_The problem_. Copy the passage from the reinforcement learning interview word for word, starting at "Yeah. So, yeah." and ending after "direction was different?".

That is incredible to me. Back in 2007 and, not just, you know, not just doing oral but doing our own a real robot with no simulator and also with the multi agent aspect. And before, you know, the bulk of these are all algorithm families have even been invented. So that's kind of incredible that that that you were able to make that happen.

Martin: 31:58

Yeah. So, yeah. I'm looking back, I'm I'm still kind of proud, that we we did all this and, and I'm also happy that that I could still be a part of that later on by by join having joined DeepMind and, having this opportunity to continue to work on on on this dream of my life and to bring it to more relevant applications, like, for example, fusion, at later stages, which, of course, wouldn't have been possible if I would have continued in the pace, that we had at the university in those days.

Robin: 32:30

Can you say more about that? Continuing at the pace, do you mean that it was slower there or, that the direction was different?

Martin: 32:36

Yeah. It was slower and it was not so for example, for me, being part of this Atari project where we actually said, okay, reinforcement learning should directly work from pixel to actions and this is possible. And this is not possible in principle for, like, solving Pong or so, but it is possible for doing 5 games 50 games. This was kind of a spirit that I I, I got to know at DeepMind. And and this is was something that was a big acceleration to the research for my research and also for the research in reinforcement learning in general.

Martin: 33:13

And I think, this was kind of all the years before, was we were going on on slow pace. We made some some good progress, but now, it was come becoming more serious, more people thinking about this and and really dedicated to solve big problems, like Atari was in in those days.

Robin: 33:34

So you were a co author on the original DQN papers back in 2013 and 2015. Now we've been lucky to feature one other, author from those papers, Mark Belmer. But, this was really the paper that that caught my attention. I remember sitting in my room upstairs by the ocean, just down the road, and seeing this nature paper and the hair standing up on my neck and thinking, What is going on? What are they doing over there in deep mind?

Robin: 34:03

And that was really one of the big moments that led me to start the show to get more insight into what exactly is happening in RL and to talk to the people who make these magical things happen. So that means a lot to me to speak to one of the original authors of this DQN work. You also did this NFQ, neural fitted Q iteration, quite a lot earlier, than DQN. Can you also touch on NFQ? And and do you consider NFQ a a direct predecessor to DQN?

Robin: 34:34

It says a lot of things in common with DQN. Can you tell us a little bit about NFQ?

Martin: 34:39

Yeah. So NFQ was basically, my personal breakthrough to make reinforcement learning, really data efficient. Up to that point I knew that neural networks are good for function approximation, for learning a Q function, but I was always kind of concerned that this, if you do it online, then then kind of you have 2, 2 difficult processes. 1 is gradient descent in neural networks to to estimate the q function and the other is that the q function is part- is continuously evolving. And bringing these two two parts together was kind of always challenging.

_Recorded information_.
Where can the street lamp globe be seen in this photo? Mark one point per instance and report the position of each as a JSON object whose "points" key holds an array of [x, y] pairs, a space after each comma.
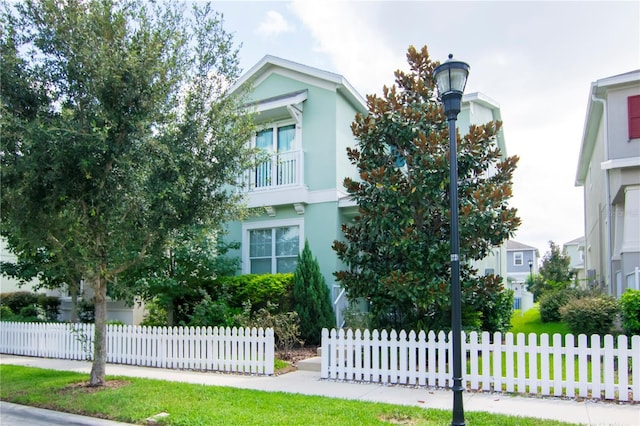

_Written solution_.
Yeah. So, yeah. I'm looking back, I'm I'm still kind of proud, that we we did all this and, and I'm also happy that that I could still be a part of that later on by by join having joined DeepMind and, having this opportunity to continue to work on on on this dream of my life and to bring it to more relevant applications, like, for example, fusion, at later stages, which, of course, wouldn't have been possible if I would have continued in the pace, that we had at the university in those days.

Robin: 32:30

Can you say more about that? Continuing at the pace, do you mean that it was slower there or, that the direction was different?